In 1951, Mack Ingram was arrested, found guilty, and sentenced to two years of hard labor for looking at a white teenager in Yanceyville, North Carolina. The egregious miscarriage of justice captured national attention, specifically from civil rights organizations. The National Association for the Advancement of Colored People (NAACP) sent attorneys to Yanceyville after hearing of Ingram’s arrest, and the Civil Rights Congress (CRC) took up the case in its public relations campaign against “lynch law.” Ingram’s experience with southern sexual mores and the legal system embodies the complications of Black masculinity in the United States. It demonstrates the sexual boundaries used to preserve and protect white women, despite class, but not Black women. American historical mythology constructs the 1950s as a time of civil rights advances, including the Brown decision and the Montgomery bus boycotts; but Ingram’s case demonstrates the persistence of gendered and sexual biases that solidified white resistance to meaningful change even as change was on the horizon.
Matt Ingram, known as Mack, was a forty-four-year-old tobacco farmer in the small town of Yanceyville. Ingram, married and a father of nine, was economically independent and owned his own mules, tools, and “ramshackle jalopy.” He was also known in his community as an upstanding citizen and devoted family man. On an early June morning in 1951, Ingram was driving to the Boswell farm to borrow a trailer, when seventeen-year-old Willa Jean Boswell claimed that Ingram looked at her from a distance of seventy-five feet. Boswell was dressed like a boy during the encounter and Ingram later told police he thought she was one of the Boswell’s sons. Ingram was arrested and charged with assault with intent to rape. At Ingram’s first trial the prosecutor, using racist slang, declared that “young womanhood” had to be protected from Black men. Ingram was found guilty of the lesser charge of assault because the state Supreme Court decision prevented rape convictions with no physical contact. He was given the maximum sentence, two years of hard labor.

WHAT YOU HAVE TO DO: Reproduce the account of Mack Ingram's 1951 arrest and trial above word for word, in full.

DATA:
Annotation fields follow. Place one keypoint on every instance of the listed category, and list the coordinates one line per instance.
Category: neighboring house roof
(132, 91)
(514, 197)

EXERCISE OUTPUT:
In 1951, Mack Ingram was arrested, found guilty, and sentenced to two years of hard labor for looking at a white teenager in Yanceyville, North Carolina. The egregious miscarriage of justice captured national attention, specifically from civil rights organizations. The National Association for the Advancement of Colored People (NAACP) sent attorneys to Yanceyville after hearing of Ingram’s arrest, and the Civil Rights Congress (CRC) took up the case in its public relations campaign against “lynch law.” Ingram’s experience with southern sexual mores and the legal system embodies the complications of Black masculinity in the United States. It demonstrates the sexual boundaries used to preserve and protect white women, despite class, but not Black women. American historical mythology constructs the 1950s as a time of civil rights advances, including the Brown decision and the Montgomery bus boycotts; but Ingram’s case demonstrates the persistence of gendered and sexual biases that solidified white resistance to meaningful change even as change was on the horizon.
Matt Ingram, known as Mack, was a forty-four-year-old tobacco farmer in the small town of Yanceyville. Ingram, married and a father of nine, was economically independent and owned his own mules, tools, and “ramshackle jalopy.” He was also known in his community as an upstanding citizen and devoted family man. On an early June morning in 1951, Ingram was driving to the Boswell farm to borrow a trailer, when seventeen-year-old Willa Jean Boswell claimed that Ingram looked at her from a distance of seventy-five feet. Boswell was dressed like a boy during the encounter and Ingram later told police he thought she was one of the Boswell’s sons. Ingram was arrested and charged with assault with intent to rape. At Ingram’s first trial the prosecutor, using racist slang, declared that “young womanhood” had to be protected from Black men. Ingram was found guilty of the lesser charge of assault because the state Supreme Court decision prevented rape convictions with no physical contact. He was given the maximum sentence, two years of hard labor.